6. Pela segunda vez, vejo uma excelente entrevista do presidente do Benfica, Luís Filipe Vieira - agora nas páginas deste jornal, a longa entrevista de sábado passado. Muitos falam e não cumprem, nomeadamente, quando apregoam a vontade de «dignificar» o futebol português. Ele mostra verdadeira vontade e cultura de cumprir. É impossível não acreditar na sua sinceridade, quando diz que o futebol tem de ser, e apenas, um espectáculo, um prazer, uma competição em que se perde e ganha e um local onde se pode levar a mulher e os filhos sem medo de se ser anavalhado. Em relação ao Benfica, a sua tarefa é gigantesca, imensa e longa. Mas não se vê outro caminho possível que não o da política dos pequenos passos. Sendo o futebol a chave de tudo, Vieira tem uma equipa profissional que, peço desculpa. mas volto a dizer que, excepção feita a Moreira e Simão, não tem categoria. Miguel ataca bem mas defende mal, o Tiago tem uns fogachos de vez em quando, o João Pereira é uma grande promessa mas que, por enquanto, ainda não é capaz de assegurar dois jogos bons de seguida, e o Mantorras é uma incógnita. Pelas minhas contas, para poder jogar a um nível verdadeiramente elevado, o Benfica precisa de outro guarda-redes que salvaguarde qualquer impedimento de Moreira, de três laterais, de um naipe completo de centrais - quatro -, de quatro médios, de um ala e de dois pontas-de-lança. Quinze jogadores. E quinze jogadores, muito bem prospectados (que é coisa que o Benfica, surpreendentemente, não tem sido capaz de fazer), custam, no mínimo uns seis milhões de euros ou doze milhões de contos. Dinheiro que o Benfica não tem, como não o tem qualquer outro clube português. Simplesmente, Porto e Sporting foram formando um núcleo duro de qualidade, gerindo as saídas e as entradas, alternando a idade com a juventude e as compras exteriores com o resultado das escolas de formação. E, enquanto o faziam, o Benfica perdia tempo e recursos a comprar jogadores de segundo plano ou em fim de carreira, esperando o milagre de conseguir fazer omeletas com ovos fora de prazo. Mas, como o mostra a entrevista de Vieira, ele sabe que os milagres não existem. Custam tempo, planeamento, organização, trabalho e dinheiro.

[Material apresentado]
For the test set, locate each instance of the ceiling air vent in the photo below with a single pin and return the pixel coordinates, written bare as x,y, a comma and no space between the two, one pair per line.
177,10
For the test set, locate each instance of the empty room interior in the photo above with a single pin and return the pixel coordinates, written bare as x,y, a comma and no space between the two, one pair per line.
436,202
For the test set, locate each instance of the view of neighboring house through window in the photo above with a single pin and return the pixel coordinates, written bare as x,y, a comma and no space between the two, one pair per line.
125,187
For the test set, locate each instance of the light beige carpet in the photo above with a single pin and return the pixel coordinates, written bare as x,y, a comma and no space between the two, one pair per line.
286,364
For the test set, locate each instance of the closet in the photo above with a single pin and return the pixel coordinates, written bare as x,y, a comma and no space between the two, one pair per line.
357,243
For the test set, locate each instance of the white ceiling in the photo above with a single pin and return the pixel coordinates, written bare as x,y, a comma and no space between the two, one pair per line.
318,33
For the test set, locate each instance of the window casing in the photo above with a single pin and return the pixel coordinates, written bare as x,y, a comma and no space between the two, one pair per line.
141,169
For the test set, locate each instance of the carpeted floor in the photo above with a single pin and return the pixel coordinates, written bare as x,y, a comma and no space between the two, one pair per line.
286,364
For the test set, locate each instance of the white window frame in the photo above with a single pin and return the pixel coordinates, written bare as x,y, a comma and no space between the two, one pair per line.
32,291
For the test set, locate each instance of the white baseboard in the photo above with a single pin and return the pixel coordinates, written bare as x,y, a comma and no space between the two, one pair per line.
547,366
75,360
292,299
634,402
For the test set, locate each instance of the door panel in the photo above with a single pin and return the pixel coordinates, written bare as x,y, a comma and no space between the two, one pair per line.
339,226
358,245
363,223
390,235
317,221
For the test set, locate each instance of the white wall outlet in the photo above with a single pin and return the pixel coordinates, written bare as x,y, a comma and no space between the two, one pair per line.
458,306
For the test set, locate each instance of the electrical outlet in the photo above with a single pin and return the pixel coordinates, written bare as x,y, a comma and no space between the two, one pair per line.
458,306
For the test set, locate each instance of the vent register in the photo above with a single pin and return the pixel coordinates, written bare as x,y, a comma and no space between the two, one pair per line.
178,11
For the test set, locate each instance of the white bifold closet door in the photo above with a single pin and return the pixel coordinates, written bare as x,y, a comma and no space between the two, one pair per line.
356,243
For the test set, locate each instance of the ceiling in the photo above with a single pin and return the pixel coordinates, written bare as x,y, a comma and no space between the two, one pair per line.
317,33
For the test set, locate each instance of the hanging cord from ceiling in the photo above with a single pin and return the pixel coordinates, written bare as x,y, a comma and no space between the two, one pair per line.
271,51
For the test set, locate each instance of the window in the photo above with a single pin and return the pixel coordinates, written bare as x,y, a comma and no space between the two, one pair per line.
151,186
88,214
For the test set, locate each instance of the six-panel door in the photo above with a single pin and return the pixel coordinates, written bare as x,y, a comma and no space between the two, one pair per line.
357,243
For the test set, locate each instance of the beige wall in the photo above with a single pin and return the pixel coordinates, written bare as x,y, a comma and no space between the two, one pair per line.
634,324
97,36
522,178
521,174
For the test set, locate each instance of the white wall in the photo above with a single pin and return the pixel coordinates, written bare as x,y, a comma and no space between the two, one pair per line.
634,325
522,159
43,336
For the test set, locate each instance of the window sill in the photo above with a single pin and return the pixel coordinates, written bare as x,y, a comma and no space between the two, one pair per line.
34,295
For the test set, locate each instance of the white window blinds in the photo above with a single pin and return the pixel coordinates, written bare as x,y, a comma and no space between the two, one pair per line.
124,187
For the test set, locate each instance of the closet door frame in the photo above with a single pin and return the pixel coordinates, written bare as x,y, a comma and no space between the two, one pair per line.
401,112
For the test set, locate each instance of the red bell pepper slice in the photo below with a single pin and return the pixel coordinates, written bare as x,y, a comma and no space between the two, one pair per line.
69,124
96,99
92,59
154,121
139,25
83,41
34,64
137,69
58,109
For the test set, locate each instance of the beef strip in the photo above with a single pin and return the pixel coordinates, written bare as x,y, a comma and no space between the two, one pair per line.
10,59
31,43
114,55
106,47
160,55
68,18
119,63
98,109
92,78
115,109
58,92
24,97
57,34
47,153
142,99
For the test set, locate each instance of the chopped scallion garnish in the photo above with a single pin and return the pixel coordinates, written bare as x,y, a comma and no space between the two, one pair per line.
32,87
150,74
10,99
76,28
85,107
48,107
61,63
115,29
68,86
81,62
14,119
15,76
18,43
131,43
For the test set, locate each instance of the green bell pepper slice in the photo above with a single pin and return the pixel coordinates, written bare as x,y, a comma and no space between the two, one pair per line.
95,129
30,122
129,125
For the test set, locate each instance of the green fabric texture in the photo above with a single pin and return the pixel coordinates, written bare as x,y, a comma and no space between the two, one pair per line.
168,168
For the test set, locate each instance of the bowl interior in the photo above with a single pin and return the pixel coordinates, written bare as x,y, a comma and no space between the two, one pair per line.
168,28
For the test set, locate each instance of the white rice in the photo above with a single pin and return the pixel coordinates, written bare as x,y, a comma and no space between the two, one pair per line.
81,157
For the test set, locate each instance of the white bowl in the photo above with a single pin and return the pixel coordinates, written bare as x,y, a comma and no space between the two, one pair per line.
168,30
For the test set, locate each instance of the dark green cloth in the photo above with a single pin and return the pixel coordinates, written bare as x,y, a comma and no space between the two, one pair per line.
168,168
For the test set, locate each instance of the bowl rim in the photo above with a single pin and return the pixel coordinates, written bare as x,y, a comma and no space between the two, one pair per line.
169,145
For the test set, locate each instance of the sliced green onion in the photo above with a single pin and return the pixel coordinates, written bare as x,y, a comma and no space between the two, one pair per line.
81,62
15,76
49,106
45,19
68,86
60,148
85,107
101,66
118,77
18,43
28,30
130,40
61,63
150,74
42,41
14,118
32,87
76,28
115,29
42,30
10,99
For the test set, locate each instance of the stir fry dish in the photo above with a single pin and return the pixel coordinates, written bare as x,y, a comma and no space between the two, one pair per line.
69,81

[Tarefas do exercício]
A. Indique todos os jogadores do Benfica que o texto menciona pelo nome.
B. Diga se cada afirmação concorda com o texto: (i) o autor considera que, na equipa profissional do Benfica, apenas Moreira e Simão têm categoria; (ii) o Benfica tem dinheiro para contratar os quinze jogadores de que precisa; (iii) Miguel defende bem. Justifique cada resposta com as palavras exatas do texto.

[Respostas por ordem]
A. Moreira, Simão, Miguel, Tiago, João Pereira e Mantorras.

B.
(i) Sim: «excepção feita a Moreira e Simão, não tem categoria».
(ii) Não: «Dinheiro que o Benfica não tem».
(iii) Não: «Miguel ataca bem mas defende mal».